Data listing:
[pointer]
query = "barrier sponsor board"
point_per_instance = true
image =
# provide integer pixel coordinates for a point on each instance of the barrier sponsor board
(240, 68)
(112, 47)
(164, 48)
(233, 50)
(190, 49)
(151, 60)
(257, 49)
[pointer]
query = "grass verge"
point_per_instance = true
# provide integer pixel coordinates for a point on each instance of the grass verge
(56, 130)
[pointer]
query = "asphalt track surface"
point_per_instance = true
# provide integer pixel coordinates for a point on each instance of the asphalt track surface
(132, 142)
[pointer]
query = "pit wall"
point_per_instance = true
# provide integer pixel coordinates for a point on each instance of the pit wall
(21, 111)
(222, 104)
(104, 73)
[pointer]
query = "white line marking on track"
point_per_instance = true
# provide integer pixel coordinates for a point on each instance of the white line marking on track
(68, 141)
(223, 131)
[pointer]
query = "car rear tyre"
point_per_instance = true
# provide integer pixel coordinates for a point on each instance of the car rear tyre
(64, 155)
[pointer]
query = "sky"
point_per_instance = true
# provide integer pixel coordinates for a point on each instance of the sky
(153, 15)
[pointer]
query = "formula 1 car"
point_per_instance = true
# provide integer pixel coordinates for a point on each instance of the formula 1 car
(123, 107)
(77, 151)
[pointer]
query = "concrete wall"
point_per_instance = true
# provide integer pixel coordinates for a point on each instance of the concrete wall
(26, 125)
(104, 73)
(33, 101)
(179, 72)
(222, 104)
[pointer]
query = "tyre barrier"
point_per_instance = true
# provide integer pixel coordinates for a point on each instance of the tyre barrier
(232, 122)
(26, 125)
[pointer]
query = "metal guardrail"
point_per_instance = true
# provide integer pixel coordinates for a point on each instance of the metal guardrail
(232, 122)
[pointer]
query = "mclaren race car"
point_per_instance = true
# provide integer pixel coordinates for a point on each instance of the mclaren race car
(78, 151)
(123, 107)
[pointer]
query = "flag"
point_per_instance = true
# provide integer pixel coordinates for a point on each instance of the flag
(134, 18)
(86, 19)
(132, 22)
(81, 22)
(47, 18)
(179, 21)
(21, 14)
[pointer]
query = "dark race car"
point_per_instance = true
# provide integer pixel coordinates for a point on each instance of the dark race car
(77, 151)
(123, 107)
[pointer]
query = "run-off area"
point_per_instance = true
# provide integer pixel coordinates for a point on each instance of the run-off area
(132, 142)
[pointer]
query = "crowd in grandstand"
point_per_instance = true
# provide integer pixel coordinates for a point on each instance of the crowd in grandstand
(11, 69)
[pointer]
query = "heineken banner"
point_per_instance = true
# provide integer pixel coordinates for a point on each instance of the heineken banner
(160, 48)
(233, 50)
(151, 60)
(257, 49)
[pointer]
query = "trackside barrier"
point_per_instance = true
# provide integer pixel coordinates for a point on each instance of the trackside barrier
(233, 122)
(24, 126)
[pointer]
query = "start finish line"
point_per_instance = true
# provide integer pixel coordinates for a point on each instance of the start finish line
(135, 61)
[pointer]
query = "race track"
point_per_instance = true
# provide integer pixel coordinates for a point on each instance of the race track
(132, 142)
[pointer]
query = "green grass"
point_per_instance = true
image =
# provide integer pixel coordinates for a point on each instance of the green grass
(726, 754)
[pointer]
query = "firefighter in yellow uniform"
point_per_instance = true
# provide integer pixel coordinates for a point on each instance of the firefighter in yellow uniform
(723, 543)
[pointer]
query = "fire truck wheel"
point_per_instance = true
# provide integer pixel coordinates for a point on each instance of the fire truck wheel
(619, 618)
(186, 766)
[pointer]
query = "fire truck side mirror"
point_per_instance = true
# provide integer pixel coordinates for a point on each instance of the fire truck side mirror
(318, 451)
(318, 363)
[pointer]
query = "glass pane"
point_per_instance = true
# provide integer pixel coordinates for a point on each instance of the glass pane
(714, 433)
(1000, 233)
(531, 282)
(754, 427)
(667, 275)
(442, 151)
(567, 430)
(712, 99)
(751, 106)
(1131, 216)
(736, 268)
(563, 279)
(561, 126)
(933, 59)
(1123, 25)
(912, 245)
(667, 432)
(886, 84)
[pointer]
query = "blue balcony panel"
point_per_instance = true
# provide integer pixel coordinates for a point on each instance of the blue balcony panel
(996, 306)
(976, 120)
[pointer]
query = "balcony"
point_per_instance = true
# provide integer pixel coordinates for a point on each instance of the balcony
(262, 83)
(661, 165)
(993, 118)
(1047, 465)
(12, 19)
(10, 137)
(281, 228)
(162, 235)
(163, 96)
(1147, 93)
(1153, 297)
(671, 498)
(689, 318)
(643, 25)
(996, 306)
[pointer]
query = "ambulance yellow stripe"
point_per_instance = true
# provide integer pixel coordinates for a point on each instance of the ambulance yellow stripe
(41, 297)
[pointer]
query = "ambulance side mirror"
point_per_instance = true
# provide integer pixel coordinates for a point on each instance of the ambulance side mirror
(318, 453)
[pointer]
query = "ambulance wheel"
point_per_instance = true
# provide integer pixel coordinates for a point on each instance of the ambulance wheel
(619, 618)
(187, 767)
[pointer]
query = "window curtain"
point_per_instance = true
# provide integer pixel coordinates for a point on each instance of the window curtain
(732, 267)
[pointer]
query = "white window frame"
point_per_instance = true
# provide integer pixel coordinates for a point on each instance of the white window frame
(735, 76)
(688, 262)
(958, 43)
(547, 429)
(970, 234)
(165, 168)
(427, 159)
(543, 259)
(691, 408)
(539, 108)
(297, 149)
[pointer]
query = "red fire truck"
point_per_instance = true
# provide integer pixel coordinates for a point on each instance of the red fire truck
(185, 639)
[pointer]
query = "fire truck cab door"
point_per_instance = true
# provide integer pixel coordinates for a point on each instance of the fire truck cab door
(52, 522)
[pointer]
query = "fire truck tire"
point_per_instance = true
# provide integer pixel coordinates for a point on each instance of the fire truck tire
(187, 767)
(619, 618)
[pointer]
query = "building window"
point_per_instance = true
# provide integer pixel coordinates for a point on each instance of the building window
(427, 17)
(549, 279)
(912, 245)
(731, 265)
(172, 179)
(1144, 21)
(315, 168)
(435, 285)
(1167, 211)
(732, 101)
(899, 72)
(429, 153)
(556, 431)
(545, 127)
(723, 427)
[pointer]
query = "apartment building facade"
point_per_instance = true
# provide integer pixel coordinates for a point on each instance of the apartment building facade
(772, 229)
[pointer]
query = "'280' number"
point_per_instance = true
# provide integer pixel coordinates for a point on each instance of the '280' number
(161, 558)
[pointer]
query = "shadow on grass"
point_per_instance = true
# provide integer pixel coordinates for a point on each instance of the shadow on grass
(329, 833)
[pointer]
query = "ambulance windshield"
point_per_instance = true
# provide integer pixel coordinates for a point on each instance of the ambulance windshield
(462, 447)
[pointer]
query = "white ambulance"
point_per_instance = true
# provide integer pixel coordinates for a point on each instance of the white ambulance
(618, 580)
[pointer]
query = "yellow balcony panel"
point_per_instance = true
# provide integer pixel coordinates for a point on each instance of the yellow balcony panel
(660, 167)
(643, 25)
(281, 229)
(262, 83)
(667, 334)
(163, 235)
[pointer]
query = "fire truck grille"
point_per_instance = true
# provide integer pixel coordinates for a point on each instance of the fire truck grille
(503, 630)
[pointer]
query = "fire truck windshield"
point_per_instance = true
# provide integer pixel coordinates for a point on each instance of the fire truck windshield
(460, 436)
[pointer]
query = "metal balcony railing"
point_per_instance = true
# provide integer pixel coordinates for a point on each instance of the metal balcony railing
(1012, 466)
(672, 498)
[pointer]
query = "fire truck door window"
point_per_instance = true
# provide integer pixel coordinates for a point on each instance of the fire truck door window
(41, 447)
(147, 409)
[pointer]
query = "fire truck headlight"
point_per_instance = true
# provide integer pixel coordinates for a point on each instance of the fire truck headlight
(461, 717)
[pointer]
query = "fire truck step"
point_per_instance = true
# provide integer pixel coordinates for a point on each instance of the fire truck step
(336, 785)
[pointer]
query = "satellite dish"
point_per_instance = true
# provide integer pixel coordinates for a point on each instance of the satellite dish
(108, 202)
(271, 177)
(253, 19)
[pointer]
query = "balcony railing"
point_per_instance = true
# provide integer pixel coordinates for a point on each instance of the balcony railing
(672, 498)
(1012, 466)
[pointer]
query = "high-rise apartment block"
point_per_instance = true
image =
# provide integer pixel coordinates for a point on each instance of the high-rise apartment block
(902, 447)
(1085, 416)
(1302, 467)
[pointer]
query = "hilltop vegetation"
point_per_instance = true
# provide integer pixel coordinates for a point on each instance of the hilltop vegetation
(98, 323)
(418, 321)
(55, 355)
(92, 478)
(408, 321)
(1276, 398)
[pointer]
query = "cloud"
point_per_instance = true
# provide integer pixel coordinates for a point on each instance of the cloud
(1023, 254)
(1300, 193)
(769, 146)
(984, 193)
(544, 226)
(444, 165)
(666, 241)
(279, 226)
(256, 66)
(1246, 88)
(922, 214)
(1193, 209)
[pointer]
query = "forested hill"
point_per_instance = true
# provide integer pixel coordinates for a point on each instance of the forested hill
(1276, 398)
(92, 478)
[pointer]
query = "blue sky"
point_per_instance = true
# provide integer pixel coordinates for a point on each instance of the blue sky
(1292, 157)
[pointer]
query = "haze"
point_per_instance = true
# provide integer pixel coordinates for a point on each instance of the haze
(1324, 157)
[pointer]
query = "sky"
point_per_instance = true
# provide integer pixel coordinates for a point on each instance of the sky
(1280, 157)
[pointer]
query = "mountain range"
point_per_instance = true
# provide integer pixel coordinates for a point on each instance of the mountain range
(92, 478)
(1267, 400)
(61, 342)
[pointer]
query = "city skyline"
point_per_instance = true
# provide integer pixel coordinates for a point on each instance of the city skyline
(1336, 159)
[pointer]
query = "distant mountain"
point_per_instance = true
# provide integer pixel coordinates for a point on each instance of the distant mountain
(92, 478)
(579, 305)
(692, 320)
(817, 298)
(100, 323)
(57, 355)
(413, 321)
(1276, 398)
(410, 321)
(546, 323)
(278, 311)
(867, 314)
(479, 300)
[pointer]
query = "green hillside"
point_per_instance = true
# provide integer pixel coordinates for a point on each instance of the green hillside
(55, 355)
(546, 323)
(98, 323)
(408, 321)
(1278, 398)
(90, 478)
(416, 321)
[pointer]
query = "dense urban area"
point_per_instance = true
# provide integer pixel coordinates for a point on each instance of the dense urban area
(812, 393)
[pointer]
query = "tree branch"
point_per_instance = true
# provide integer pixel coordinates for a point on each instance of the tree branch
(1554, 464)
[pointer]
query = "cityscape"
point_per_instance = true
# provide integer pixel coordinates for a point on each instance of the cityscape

▸ **TO DO**
Pick out every line of the entries above that contains the string "ambulance", treating uppercase and lowercase letters as distinct.

▸ **TASK OUTPUT**
query = "ambulance yellow stripe"
# provide integer pixel coordinates for a point on each instance of the ambulance yellow stripe
query = "ambulance side mirror"
# provide integer pixel coordinates for a point on each instance of the ambulance side mirror
query = "ambulance wheel"
# provide integer pixel coordinates for a point on each instance of the ambulance wheel
query = "ambulance windshield"
# provide integer pixel coordinates for a point on each instance of the ambulance windshield
query = "white ambulance"
# provide integer pixel coordinates for a point on each instance of the white ambulance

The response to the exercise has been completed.